— Start of RECORD SET —

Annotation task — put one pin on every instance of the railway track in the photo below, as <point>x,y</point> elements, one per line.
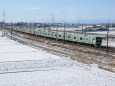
<point>71,49</point>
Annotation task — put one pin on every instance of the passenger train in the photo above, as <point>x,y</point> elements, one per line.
<point>72,37</point>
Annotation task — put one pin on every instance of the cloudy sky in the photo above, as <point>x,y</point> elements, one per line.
<point>57,10</point>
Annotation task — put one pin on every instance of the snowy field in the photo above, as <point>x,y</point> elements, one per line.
<point>21,65</point>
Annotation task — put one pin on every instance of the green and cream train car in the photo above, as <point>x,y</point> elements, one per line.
<point>78,38</point>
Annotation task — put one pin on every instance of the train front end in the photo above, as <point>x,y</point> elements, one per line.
<point>98,41</point>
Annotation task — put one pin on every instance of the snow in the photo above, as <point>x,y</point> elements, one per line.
<point>21,65</point>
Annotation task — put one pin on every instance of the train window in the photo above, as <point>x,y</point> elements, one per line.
<point>93,40</point>
<point>80,38</point>
<point>74,37</point>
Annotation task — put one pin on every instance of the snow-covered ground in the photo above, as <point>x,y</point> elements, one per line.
<point>21,65</point>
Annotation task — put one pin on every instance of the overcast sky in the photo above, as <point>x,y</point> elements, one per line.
<point>57,10</point>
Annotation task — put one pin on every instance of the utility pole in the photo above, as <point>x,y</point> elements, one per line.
<point>3,23</point>
<point>107,35</point>
<point>11,29</point>
<point>64,34</point>
<point>57,32</point>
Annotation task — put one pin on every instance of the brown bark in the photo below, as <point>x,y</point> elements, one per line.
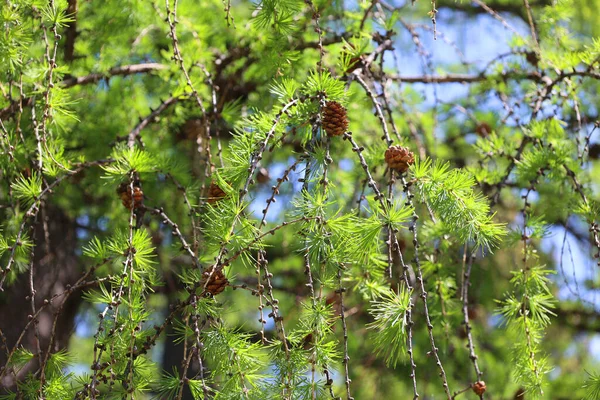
<point>55,266</point>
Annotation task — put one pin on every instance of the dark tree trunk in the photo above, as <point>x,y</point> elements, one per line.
<point>55,266</point>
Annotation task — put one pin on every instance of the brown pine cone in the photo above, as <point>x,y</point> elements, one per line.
<point>263,176</point>
<point>594,151</point>
<point>124,192</point>
<point>479,388</point>
<point>399,158</point>
<point>335,119</point>
<point>217,283</point>
<point>215,193</point>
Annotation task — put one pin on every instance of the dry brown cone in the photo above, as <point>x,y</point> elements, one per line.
<point>335,119</point>
<point>215,193</point>
<point>263,176</point>
<point>479,388</point>
<point>217,283</point>
<point>124,192</point>
<point>399,158</point>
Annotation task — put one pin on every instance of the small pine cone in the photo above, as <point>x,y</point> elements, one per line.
<point>124,192</point>
<point>335,119</point>
<point>217,283</point>
<point>594,151</point>
<point>263,176</point>
<point>215,193</point>
<point>399,158</point>
<point>479,388</point>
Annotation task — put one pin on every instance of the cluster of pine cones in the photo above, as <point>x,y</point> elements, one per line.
<point>216,283</point>
<point>399,158</point>
<point>128,198</point>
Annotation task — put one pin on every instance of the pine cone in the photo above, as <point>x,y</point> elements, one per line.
<point>217,283</point>
<point>399,158</point>
<point>479,388</point>
<point>124,192</point>
<point>594,151</point>
<point>215,193</point>
<point>335,119</point>
<point>263,176</point>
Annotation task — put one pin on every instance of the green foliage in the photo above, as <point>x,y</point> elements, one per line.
<point>262,258</point>
<point>389,312</point>
<point>451,196</point>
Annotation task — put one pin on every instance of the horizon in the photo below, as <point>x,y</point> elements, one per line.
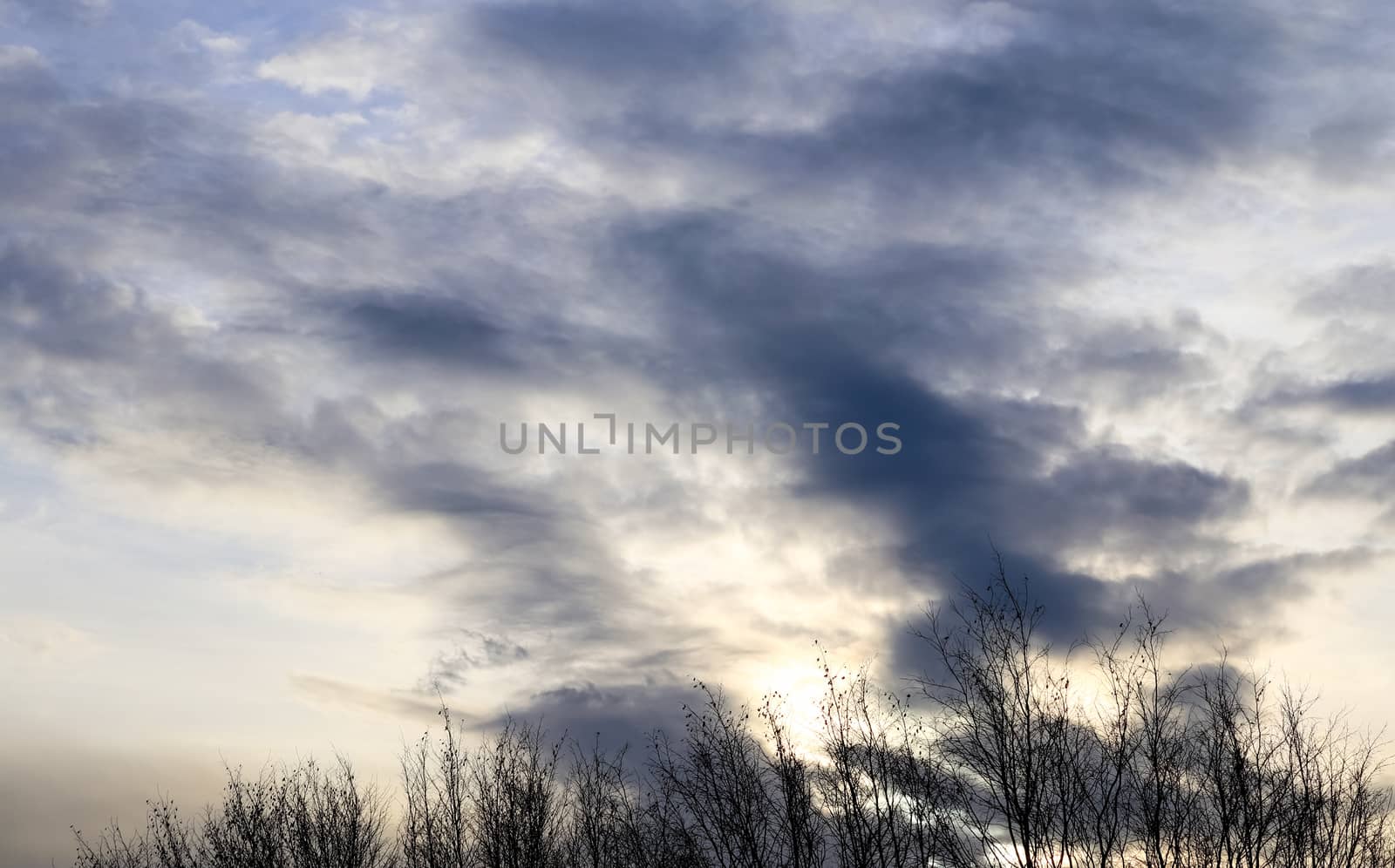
<point>281,285</point>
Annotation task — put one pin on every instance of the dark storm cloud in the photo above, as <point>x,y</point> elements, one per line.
<point>1097,94</point>
<point>1186,599</point>
<point>820,348</point>
<point>437,329</point>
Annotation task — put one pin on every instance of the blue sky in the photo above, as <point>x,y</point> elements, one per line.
<point>271,276</point>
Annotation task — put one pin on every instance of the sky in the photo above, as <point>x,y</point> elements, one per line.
<point>274,275</point>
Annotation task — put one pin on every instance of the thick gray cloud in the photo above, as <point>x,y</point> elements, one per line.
<point>331,253</point>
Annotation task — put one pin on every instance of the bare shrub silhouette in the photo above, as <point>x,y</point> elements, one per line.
<point>1020,758</point>
<point>303,817</point>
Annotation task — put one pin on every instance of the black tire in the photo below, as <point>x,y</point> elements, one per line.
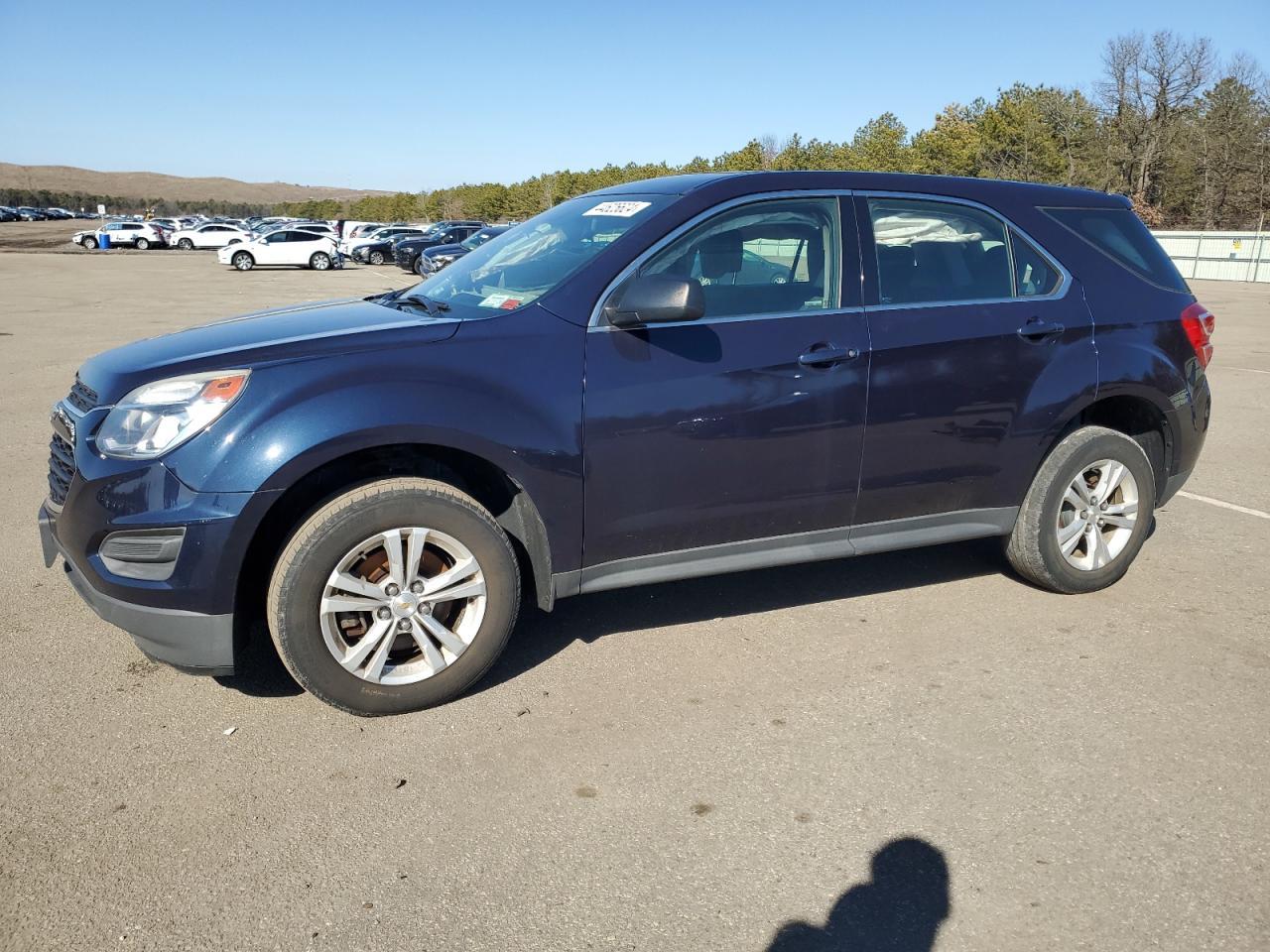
<point>1033,546</point>
<point>302,572</point>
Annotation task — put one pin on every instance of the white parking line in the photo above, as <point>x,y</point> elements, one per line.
<point>1224,506</point>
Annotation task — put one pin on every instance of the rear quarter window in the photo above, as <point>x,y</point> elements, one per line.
<point>1120,235</point>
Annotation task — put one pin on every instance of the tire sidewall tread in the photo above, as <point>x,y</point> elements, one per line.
<point>302,570</point>
<point>1033,544</point>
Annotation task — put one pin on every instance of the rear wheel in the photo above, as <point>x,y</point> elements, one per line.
<point>1087,513</point>
<point>394,597</point>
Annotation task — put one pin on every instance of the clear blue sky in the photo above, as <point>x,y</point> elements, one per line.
<point>338,93</point>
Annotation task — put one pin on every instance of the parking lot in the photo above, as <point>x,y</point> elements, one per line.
<point>706,765</point>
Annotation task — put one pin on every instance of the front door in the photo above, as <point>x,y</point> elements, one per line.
<point>979,343</point>
<point>743,424</point>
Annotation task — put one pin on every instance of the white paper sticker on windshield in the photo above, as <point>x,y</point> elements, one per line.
<point>619,209</point>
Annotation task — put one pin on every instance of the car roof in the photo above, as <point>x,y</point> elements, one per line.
<point>756,181</point>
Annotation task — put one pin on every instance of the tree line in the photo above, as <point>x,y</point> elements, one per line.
<point>1185,135</point>
<point>1182,132</point>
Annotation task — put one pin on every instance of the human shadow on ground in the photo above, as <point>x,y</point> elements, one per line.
<point>899,909</point>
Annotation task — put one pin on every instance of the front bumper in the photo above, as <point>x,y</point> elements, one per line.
<point>200,644</point>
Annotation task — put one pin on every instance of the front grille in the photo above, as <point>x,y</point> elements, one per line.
<point>82,398</point>
<point>62,468</point>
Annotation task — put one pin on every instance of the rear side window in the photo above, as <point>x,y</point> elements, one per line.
<point>1034,273</point>
<point>939,252</point>
<point>1120,235</point>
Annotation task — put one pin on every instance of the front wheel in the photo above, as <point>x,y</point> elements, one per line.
<point>395,597</point>
<point>1087,513</point>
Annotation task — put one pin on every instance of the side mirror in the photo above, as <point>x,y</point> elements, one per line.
<point>657,298</point>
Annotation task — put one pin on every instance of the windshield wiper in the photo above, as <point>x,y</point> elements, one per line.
<point>430,304</point>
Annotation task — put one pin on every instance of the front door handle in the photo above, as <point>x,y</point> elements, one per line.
<point>1037,330</point>
<point>826,356</point>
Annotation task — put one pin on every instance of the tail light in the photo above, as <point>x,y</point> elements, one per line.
<point>1199,324</point>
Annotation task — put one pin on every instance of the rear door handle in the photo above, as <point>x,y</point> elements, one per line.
<point>1037,330</point>
<point>828,356</point>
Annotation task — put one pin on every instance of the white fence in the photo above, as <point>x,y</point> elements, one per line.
<point>1218,255</point>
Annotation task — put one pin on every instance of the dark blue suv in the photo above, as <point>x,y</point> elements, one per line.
<point>677,377</point>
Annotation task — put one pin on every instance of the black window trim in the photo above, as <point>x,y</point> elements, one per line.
<point>598,324</point>
<point>867,246</point>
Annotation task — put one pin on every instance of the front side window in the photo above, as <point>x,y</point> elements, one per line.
<point>938,252</point>
<point>774,257</point>
<point>527,262</point>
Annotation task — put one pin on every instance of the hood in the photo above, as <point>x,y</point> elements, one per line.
<point>280,335</point>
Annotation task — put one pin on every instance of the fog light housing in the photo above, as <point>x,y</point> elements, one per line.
<point>143,553</point>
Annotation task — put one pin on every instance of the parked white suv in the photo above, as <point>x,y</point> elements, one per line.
<point>140,235</point>
<point>294,246</point>
<point>211,235</point>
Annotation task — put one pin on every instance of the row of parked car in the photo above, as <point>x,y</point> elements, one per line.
<point>320,245</point>
<point>26,212</point>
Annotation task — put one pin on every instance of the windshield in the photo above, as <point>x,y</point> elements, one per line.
<point>474,241</point>
<point>529,261</point>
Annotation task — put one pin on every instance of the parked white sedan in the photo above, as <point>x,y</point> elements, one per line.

— End of RECORD SET —

◆ TASK
Your task is to output exactly the lines running from the one with "the black window" through the final line of the material above, with both ends included.

◆ RESULT FOR THIS EXERCISE
Annotation task — put one pin on every instance of the black window trim in the photo above, as <point>x,y</point> elements, one per line.
<point>598,324</point>
<point>867,246</point>
Annotation task — put one pin on every instance of the front side window in the photo above, as <point>x,y</point> elements, one per line.
<point>938,252</point>
<point>774,257</point>
<point>527,262</point>
Annotation task — put one pin on every instance of the hood in the photo above, as <point>x,y</point> elements, one per line.
<point>280,335</point>
Annotation task — put one pin on every instance of the fog light housing in the photo above, as <point>x,y</point> elements, one per line.
<point>143,553</point>
Annotation task — put one pin on every instance of the parked white suv in the photo above, as <point>x,y</point> elements, one per line.
<point>140,235</point>
<point>294,246</point>
<point>211,235</point>
Annotation task — put one pin on every instance of the row of parked car in the photo above, as <point>x,y</point> elements, one per line.
<point>320,245</point>
<point>26,212</point>
Annotation task — put one pin on every instance of the windshield in the photo above, as <point>x,y</point> elements, one per line.
<point>474,241</point>
<point>529,261</point>
Annotation task — put one pin on every instance of the parked white sedan in the photo above, as <point>x,y</point> elements, one per line.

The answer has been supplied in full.